- Texte fourni
######
Il a fallu trois ans pour préparer l’importation d’une tonne et demie de cocaïne valant 100 millions retrouvée à bord d’un voilier incendié au large de la Martinique en juillet 2018. Un documentaire, qui vient d’être diffusé en France et auquel La Presse a collaboré, révèle que les deux Québécois qui étaient à bord devaient être payés au moins 400 000 $ chacun pour ce périlleux voyage.

Une offre à ne pas refuser

Le 24 juillet 2018, les images d’un renommé voilier du Vendée Globe, contenant 1,5 tonne de cocaïne et en flammes dans les eaux de la Martinique, font le tour du monde.

Son capitaine et son matelot : Martin Lepage et Langis Bélanger, respectivement un ancien ambulancier et un ex-caporal du Royal 22e Régiment originaires de la Gaspésie et du Bas-du-Fleuve.
######
- Extrait de données

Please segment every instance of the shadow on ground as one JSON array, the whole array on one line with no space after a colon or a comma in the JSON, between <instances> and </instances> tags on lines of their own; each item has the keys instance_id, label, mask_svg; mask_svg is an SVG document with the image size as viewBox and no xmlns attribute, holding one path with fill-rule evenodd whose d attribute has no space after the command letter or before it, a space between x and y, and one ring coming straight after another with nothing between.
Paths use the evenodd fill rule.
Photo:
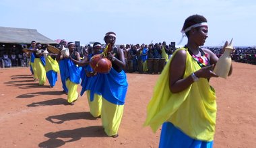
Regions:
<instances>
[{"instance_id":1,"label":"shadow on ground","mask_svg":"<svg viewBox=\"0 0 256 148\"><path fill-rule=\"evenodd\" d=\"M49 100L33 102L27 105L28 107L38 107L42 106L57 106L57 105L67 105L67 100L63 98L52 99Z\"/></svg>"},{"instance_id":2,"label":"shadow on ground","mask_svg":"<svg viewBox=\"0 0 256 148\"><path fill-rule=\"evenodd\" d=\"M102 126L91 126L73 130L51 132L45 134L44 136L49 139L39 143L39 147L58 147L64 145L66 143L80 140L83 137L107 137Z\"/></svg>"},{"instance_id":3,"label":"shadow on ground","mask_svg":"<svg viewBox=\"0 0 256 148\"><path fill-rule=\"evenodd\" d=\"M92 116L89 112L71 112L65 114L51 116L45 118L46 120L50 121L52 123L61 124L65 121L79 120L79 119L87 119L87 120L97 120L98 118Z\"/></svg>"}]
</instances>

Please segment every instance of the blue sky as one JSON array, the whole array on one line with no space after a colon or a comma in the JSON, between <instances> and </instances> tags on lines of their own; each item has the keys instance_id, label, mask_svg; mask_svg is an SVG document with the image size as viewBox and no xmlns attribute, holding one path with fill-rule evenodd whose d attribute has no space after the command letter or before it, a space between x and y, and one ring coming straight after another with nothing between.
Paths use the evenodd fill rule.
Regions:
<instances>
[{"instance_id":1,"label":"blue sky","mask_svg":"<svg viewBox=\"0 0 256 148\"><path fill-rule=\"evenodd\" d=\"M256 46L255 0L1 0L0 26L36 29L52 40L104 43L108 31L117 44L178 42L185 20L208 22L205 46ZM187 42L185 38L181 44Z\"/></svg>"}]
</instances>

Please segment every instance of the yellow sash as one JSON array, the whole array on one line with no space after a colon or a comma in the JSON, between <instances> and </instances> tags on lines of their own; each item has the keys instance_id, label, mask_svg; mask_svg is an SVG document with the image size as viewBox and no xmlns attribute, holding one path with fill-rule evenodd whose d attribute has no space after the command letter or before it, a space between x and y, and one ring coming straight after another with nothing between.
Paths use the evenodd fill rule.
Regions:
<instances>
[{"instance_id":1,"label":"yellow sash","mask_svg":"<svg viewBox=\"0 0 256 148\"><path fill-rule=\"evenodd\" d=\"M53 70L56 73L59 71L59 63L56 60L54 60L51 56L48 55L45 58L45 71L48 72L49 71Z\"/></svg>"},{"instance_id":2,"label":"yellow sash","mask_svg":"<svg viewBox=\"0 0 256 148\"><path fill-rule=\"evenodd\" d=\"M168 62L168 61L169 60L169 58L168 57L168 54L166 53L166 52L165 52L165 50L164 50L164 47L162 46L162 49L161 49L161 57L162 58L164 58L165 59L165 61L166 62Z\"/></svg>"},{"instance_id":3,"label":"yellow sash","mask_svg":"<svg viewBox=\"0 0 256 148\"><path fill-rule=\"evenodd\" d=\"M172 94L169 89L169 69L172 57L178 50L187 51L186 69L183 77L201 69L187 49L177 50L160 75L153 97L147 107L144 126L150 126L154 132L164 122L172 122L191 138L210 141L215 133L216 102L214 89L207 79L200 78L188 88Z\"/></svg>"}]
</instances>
######
- Tâche à faire
Modifiez le texte sur le voilier incendié au large de la Martinique en le reprenant en commençant à « Il a fallu trois » et en terminant à « et du Bas-du-Fleuve. ». Remplacez-y « voilier » par « bateau ».

- Tâche terminée
Il a fallu trois ans pour préparer l’importation d’une tonne et demie de cocaïne valant 100 millions retrouvée à bord d’un bateau incendié au large de la Martinique en juillet 2018. Un documentaire, qui vient d’être diffusé en France et auquel La Presse a collaboré, révèle que les deux Québécois qui étaient à bord devaient être payés au moins 400 000 $ chacun pour ce périlleux voyage.

Une offre à ne pas refuser

Le 24 juillet 2018, les images d’un renommé bateau du Vendée Globe, contenant 1,5 tonne de cocaïne et en flammes dans les eaux de la Martinique, font le tour du monde.

Son capitaine et son matelot : Martin Lepage et Langis Bélanger, respectivement un ancien ambulancier et un ex-caporal du Royal 22e Régiment originaires de la Gaspésie et du Bas-du-Fleuve.